## Problem requirements
Nothing but the lines from the one containing "Check that every instance of the black jacket" to the end of the data should be returned, each exactly as written.

——

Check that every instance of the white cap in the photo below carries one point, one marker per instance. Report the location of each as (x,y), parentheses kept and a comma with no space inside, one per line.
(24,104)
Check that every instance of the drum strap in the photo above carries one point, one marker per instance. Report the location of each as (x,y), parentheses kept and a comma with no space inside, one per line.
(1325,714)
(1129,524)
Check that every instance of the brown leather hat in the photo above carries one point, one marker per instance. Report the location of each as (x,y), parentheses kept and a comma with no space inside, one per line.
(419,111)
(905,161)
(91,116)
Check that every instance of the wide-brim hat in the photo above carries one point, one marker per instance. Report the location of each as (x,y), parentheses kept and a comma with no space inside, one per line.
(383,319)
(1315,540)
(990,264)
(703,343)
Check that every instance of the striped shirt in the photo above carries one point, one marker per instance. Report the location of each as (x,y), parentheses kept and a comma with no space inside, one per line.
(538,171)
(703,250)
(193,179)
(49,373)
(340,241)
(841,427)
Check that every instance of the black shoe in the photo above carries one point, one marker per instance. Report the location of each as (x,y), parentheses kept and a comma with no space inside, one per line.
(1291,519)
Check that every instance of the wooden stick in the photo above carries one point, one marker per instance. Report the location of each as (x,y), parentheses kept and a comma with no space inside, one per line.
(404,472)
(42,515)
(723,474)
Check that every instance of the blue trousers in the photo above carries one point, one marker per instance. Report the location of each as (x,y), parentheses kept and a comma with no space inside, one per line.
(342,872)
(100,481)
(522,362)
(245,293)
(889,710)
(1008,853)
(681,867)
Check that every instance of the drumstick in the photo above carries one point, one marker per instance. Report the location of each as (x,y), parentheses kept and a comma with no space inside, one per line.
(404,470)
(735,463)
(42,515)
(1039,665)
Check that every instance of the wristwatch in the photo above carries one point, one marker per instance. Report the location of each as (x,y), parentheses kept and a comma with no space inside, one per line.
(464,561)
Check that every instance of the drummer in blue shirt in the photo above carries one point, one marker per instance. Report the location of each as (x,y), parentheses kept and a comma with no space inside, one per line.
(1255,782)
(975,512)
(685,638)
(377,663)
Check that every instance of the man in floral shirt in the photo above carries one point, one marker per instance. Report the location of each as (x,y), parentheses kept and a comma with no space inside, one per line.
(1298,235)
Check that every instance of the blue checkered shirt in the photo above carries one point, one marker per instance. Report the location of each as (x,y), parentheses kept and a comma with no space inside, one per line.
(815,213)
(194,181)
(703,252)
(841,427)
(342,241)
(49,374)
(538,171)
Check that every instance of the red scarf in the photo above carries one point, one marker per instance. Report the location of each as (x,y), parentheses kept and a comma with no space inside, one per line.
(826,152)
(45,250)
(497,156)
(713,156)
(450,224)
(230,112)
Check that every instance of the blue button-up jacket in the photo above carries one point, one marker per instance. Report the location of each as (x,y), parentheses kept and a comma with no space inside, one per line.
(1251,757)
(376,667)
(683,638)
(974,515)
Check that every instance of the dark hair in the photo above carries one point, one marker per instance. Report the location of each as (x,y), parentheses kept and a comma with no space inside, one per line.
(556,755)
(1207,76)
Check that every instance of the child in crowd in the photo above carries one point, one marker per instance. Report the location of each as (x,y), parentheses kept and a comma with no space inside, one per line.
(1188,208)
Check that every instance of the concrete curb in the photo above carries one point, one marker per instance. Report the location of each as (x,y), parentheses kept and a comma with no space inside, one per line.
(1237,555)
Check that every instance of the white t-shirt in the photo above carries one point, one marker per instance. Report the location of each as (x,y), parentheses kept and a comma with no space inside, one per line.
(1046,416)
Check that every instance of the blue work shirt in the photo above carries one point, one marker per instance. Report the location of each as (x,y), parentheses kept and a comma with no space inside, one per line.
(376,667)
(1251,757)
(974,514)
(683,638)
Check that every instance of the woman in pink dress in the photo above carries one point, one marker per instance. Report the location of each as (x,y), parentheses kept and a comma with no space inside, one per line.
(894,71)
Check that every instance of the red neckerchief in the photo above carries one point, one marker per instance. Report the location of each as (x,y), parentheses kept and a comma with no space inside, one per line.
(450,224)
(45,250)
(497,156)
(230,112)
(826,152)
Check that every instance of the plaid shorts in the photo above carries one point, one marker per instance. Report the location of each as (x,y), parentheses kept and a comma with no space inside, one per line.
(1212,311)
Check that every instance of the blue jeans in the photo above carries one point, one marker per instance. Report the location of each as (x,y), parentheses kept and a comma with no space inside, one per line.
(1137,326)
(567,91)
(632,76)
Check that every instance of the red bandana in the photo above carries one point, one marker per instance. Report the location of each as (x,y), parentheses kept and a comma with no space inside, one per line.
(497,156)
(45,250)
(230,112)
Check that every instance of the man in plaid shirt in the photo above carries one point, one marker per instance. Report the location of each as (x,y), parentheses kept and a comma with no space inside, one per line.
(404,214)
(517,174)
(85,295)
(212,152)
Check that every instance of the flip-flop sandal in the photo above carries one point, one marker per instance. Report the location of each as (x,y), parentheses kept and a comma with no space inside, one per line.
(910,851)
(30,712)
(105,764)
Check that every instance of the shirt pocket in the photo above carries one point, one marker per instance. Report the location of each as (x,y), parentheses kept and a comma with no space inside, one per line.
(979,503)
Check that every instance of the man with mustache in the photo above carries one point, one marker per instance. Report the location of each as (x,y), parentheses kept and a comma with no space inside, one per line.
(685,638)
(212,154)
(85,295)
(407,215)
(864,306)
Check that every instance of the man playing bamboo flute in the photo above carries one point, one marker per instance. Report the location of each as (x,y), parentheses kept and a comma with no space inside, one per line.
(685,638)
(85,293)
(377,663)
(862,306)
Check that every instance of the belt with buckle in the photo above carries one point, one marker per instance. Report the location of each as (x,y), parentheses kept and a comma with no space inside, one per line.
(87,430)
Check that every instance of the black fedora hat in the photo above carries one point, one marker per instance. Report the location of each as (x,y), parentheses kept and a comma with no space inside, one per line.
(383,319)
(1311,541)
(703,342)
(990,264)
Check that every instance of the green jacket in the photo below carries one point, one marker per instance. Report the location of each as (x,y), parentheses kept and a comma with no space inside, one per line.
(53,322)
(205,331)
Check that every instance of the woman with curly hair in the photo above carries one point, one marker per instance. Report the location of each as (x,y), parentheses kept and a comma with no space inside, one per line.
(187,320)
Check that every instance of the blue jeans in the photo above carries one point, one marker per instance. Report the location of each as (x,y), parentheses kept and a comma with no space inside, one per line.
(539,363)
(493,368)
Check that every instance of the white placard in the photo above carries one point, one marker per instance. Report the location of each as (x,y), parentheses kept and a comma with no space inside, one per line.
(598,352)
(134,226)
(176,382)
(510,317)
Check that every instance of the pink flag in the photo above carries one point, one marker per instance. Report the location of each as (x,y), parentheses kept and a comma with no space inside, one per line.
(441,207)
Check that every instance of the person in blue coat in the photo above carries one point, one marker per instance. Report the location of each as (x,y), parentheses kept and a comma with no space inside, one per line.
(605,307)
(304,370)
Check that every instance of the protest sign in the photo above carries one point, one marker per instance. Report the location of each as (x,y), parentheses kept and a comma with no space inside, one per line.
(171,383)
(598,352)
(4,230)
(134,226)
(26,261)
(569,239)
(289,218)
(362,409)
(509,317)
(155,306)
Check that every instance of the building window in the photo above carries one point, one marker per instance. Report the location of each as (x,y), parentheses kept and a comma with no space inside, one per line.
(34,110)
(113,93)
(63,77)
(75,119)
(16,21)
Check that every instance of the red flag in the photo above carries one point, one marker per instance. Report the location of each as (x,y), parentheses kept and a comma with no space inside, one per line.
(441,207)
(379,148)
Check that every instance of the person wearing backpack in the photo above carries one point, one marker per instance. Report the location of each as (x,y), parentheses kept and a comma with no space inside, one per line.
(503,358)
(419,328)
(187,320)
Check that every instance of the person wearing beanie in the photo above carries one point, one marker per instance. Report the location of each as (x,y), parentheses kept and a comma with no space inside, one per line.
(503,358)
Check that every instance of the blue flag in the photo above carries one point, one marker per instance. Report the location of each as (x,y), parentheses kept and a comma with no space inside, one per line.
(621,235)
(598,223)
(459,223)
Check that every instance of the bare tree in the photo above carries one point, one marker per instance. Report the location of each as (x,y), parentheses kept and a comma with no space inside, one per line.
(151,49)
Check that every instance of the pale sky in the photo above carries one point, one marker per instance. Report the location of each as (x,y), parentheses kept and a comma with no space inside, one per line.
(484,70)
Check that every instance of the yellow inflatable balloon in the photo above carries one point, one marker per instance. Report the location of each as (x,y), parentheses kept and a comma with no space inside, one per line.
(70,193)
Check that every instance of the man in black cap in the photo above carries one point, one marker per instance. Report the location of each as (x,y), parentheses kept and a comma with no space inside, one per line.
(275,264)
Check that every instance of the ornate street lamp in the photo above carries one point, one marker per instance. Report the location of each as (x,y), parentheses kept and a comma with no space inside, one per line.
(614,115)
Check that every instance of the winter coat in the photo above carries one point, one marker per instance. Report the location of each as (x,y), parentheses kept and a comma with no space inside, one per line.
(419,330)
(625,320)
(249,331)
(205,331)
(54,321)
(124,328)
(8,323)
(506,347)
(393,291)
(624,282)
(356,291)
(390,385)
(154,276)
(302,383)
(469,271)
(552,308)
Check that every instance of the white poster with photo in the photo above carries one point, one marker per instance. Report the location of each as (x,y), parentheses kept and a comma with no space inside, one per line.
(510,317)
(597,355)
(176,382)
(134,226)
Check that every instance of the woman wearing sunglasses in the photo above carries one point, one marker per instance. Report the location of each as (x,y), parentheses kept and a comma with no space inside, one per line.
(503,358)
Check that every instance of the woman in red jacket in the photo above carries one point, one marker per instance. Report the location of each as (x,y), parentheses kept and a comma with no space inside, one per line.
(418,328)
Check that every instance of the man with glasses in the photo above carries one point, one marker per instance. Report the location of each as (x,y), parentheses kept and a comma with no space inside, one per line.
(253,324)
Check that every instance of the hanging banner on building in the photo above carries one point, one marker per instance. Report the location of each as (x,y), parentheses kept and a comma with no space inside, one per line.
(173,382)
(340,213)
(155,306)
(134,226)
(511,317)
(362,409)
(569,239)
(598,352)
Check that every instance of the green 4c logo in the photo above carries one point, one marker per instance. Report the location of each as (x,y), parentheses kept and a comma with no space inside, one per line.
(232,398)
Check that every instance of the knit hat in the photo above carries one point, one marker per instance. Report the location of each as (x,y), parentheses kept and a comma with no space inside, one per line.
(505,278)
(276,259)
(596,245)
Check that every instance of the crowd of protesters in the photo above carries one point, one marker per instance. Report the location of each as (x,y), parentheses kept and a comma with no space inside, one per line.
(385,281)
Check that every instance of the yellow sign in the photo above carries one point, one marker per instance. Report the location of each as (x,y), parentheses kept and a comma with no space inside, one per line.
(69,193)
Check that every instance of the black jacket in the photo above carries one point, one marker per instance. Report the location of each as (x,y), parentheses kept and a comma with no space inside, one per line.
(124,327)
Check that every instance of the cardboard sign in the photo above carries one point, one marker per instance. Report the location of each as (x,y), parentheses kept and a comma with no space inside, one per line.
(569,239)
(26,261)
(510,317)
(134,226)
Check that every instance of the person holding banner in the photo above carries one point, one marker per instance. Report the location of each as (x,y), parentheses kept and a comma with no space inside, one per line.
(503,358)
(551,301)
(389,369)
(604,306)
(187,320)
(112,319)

——

## Solution
Check that every instance of the black jacket in the photo above carries one point, one marker per instance. Report the location of each as (x,y), parentheses kept and a comma with no space inside, one per line.
(124,327)
Check that every instance of the cardboard sign in the photo above carries one point, one marker per instance. Report the location of each as (x,y), parentheses kept and a comma with no space inside, one per line.
(569,239)
(26,261)
(510,317)
(134,226)
Check that every instance of the person holding banner in the photo above carries one point, one marker per instance. Report the location of each as (x,y), parentheses kept and a comma with no space inside, one per line.
(503,358)
(551,301)
(389,369)
(604,306)
(187,320)
(112,319)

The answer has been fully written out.